> **STUDY TEXT**:
++++++
In order to help the world combat VL, we need to ensure that paromomycin is put into use as one important component of a broad package of diagnosis, treatment, and prevention efforts targeting every aspect of the disease.
In 2005, we provided significant additional funding to iOWH to launch a pilot program in India that will help identify how to deliver paromomycin in the world’s poorest rural settings. As part of this pilot program, some patients will receive paromomycin in government-run district hospitals and clinics. But, in a break from established tradition in India, many others will receive it through non-governmental organizations, such as the Bihar-based Janani network.
The Janani network was started in 1996 as a set of franchisees selling condoms and oral contraceptives in small shops in Bihar and Jharkhand—two of India’s poorest states. Today, thanks in great measure to outside support from the David and Lucille Packard Foundation, Janani franchisees are building more than 40,000 shops and 57,000 rural health centers—nearly one per village. We believe that making VL diagnosis and treatment available through Janani and other non-governmental clinics will be an effective way to expand access in a setting where public-health services are extremely weak.
We are also working with other grantees to help develop the next generation of VL drugs. Paromomycin is highly effective today, but it is not a silver bullet. There is a small but real chance that the parasite will develop resistance to the drug. Therefore, the wisest public-health strategy is to combine paromomycin with other new drugs—just as doctors do with drugs for malaria, TB, and HIV/AIDS. We have already made one grant, to the University of North Carolina, to work on a new oral drug for VL. A vaccine for VL that would provide a lifetime of immunity would be an even more powerful weapon, and we have made a grant for this purpose to the Infectious Disease Research Institute.
++++++
> **ENTRIES PROVIDED**:
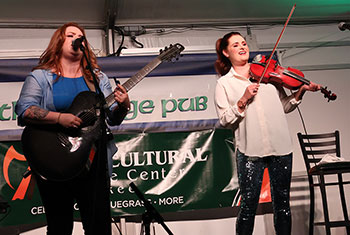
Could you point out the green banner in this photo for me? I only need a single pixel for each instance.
(176, 171)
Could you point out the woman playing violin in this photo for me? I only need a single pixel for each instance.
(256, 113)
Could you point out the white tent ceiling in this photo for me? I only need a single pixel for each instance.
(103, 14)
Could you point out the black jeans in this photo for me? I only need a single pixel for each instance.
(250, 174)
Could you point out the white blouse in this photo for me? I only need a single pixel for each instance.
(262, 129)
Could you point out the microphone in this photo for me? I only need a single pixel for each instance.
(342, 26)
(76, 43)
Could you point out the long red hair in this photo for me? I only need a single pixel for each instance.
(50, 58)
(223, 64)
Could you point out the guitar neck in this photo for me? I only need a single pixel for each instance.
(135, 79)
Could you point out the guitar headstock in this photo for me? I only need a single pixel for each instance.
(173, 51)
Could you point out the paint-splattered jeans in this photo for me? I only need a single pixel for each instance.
(250, 175)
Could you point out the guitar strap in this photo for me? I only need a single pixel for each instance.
(90, 84)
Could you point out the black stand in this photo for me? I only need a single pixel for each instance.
(151, 213)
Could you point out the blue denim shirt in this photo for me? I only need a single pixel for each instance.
(37, 90)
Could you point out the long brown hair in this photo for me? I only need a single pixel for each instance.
(50, 58)
(222, 64)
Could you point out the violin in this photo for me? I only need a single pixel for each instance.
(290, 78)
(266, 71)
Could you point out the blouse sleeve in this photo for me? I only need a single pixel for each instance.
(228, 114)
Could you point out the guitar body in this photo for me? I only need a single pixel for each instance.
(57, 153)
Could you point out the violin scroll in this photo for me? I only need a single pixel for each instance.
(328, 94)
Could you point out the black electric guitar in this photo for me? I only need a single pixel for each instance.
(59, 154)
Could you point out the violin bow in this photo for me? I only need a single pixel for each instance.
(278, 40)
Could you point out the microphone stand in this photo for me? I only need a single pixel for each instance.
(151, 213)
(102, 142)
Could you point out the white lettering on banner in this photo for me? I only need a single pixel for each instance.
(38, 210)
(160, 157)
(176, 200)
(133, 174)
(171, 200)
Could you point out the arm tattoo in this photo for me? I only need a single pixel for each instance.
(36, 113)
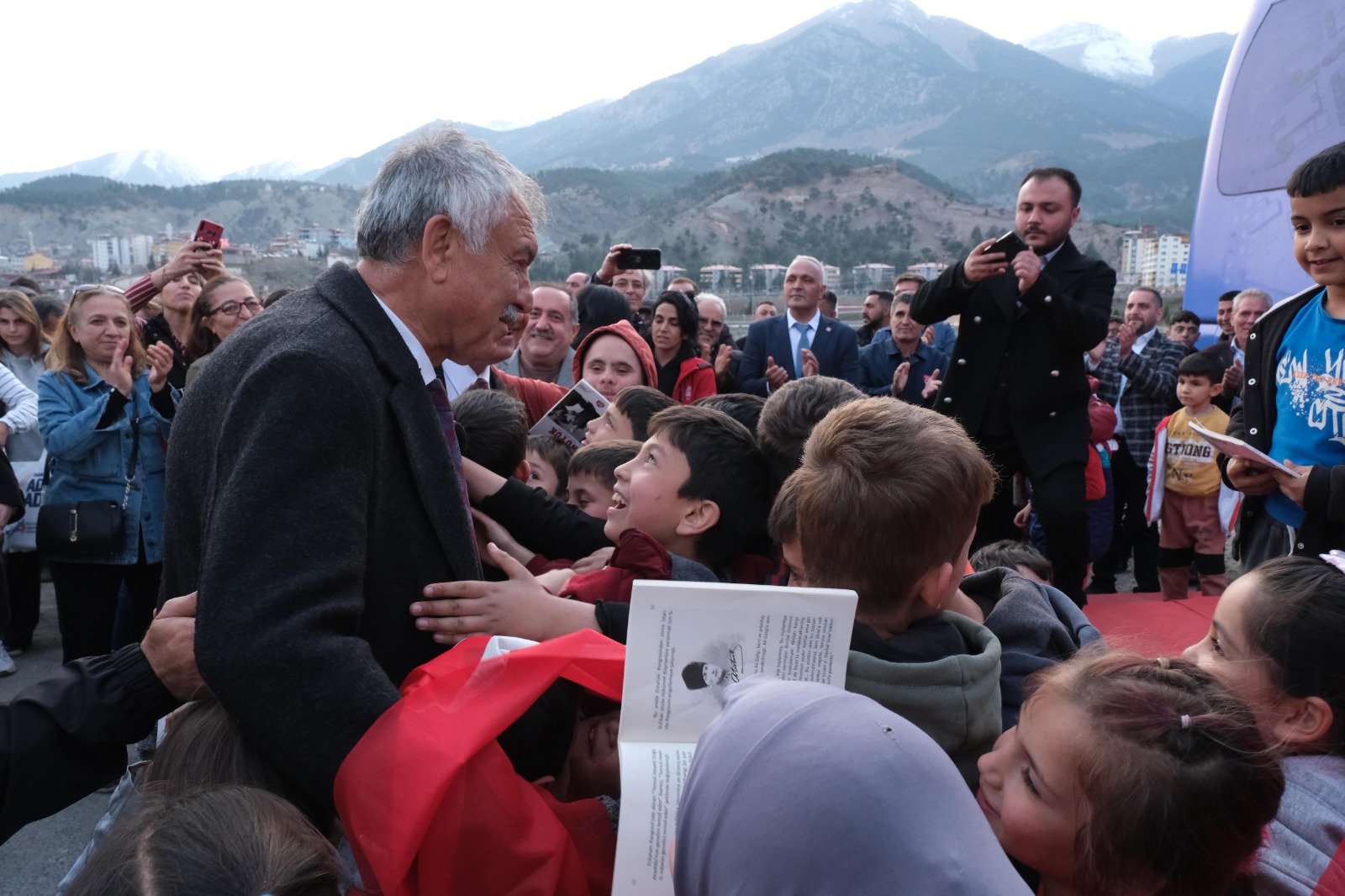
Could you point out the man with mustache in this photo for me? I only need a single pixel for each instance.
++++++
In the text on paromomycin and VL, which university received a grant to work on a new oral drug for VL?

> **RESPONSE**:
The University of North Carolina.